■ **Gösterilen Metin**:
+++

Kadın Hastalıkları ve Doğum Uzmanı Op. Dr. Pınar Türk, rahim duvarı yapışıklığının gebe kalmaya engel olabileceğini söyledi.
Asherman sendromu ya da 'uterin sineşi'nin, rahim iç duvarının hasarına bağlı oluşan rahim içi yapışıklıklarına verilen isim olduğunu ifade eden Op. Dr. Pınar Türk, “Rahim içindeki yapışıklıklar rahim iç duvarının üretken zarını bozar ve bunun sonucunda karşılıklı duvarlar arasında meydana gelen yapışıklıklar sonucu adet görememe, gebe kalamama gibi sorunlar oluşabilir. Bu durumun en sık sebebi kürtaj, sezaryen, miyom alınması gibi geçirilen rahmin cerrahi girişimlerdir. Ayrıca tüberküloz gibi bazı ağır seyirli enfeksiyonlar da bu tabloya sebep olabilmektedir” dedi.
En sık ve tipik şikayeti adetlerin periyodunda değişiklik olmaksızın miktarının ve günün belirgin azalması ya da adetin kesilmesi olduğunu belirten Türk, “Özellikle yakın zamanda geçirilmiş rahim cerrahisi öyküsü varsa mutlaka rahim içi yapışıklık açısından değerlendirmek gerekir. Yapışıklıklar rahim iç boşluğunda küçük sınırlı bir alanda olabileceği gibi tüm rahim iç boşluğunu da kapsayabilir. Sınırlı alandaki yapışıklıklar adet miktarında bir değişikliğe sebep olmayabilir. Ancak gebe kalma güçlüğü, adet dönemi dışında devam eden lekelenme sorunlarıyla da klinik bulgu verebilir. Örneğin doğum sonrası rahim iç boşluğunda kalan 1-2 santimetrelik küçük plasental doku parçaları dahi rahim toparlandıktan sonra içeride kapladıkları hacim alanında uzun vadede benzer yapışıklıklara sebep olabilir. Teşhiste yapılan vajinal ultrasonun değerlendirmesinde izlenen rahim duvarı düzensizlikleri fikir vermekle birlikte histerosalpingografi denilen ilaçlı rahim filmi ya da salin infüzyon sonografi denilen eş zamanlı rahim iç boşluğuna sıvı verilerek yapılan ultrason değerlendirmeleri daha kesin teşhise götüren yöntemlerdir. Nihayetinde yine teşhis ve tedavi için histeroskopi denilen rahmin iç boşluğunun kamera yardımıyla görüntülenmesi işlemi uygulanmakta ve yine aynı işlem esnasında mevcut yapışıklıklar kesilerek giderilebilmektedir” diye konuştu.

+++

■ **Veri Kesitleri**:
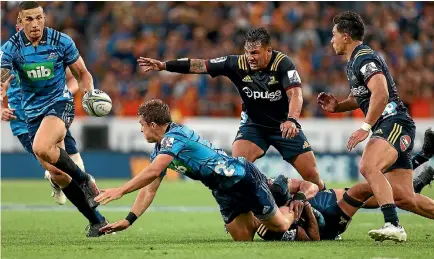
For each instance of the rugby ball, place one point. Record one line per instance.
(97, 103)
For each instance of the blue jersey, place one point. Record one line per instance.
(41, 68)
(198, 159)
(18, 126)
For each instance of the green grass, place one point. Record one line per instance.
(60, 234)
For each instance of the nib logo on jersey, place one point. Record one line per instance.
(39, 71)
(272, 96)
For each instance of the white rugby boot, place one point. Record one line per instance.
(389, 232)
(57, 194)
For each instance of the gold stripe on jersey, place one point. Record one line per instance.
(363, 52)
(242, 62)
(277, 60)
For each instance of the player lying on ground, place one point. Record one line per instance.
(239, 188)
(40, 56)
(270, 88)
(331, 214)
(389, 148)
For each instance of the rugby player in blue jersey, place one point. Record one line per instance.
(239, 188)
(40, 56)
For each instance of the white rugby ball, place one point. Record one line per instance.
(97, 103)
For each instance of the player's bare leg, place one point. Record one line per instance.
(246, 149)
(305, 164)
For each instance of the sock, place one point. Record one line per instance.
(68, 166)
(76, 196)
(390, 214)
(418, 160)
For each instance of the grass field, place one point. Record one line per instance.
(184, 223)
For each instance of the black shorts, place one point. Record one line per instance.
(399, 130)
(250, 194)
(335, 220)
(266, 137)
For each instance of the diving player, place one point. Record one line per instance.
(388, 150)
(40, 56)
(236, 184)
(270, 87)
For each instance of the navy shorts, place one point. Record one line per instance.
(399, 130)
(336, 221)
(266, 137)
(70, 144)
(250, 194)
(63, 110)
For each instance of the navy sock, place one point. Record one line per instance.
(390, 214)
(76, 196)
(418, 160)
(68, 166)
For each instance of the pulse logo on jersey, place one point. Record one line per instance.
(272, 96)
(39, 71)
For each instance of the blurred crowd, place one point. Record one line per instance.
(112, 35)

+++

■ **İş Talimatı**:
Rahim içi yapışıklık metnine göre şu soruları cevaplayın:
1. Bu durumun en sık sebebi nedir?
2. En sık ve tipik şikayet nedir?
3. Yapışıklıkların teşhis ve tedavisinde hangi işlem uygulanır?
Kayıtların bu işle hiçbir ilgisi yok.

■ **Tamamlanan İş**:
1. Kürtaj, sezaryen, miyom alınması gibi rahmin geçirdiği cerrahi girişimler.
2. Adet periyodu değişmeden adet miktarının ve gün sayısının belirgin şekilde azalması ya da adetin kesilmesi.
3. Rahmin iç boşluğunun kamerayla görüntülendiği histeroskopi. Aynı işlem sırasında yapışıklıklar kesilerek giderilebilir.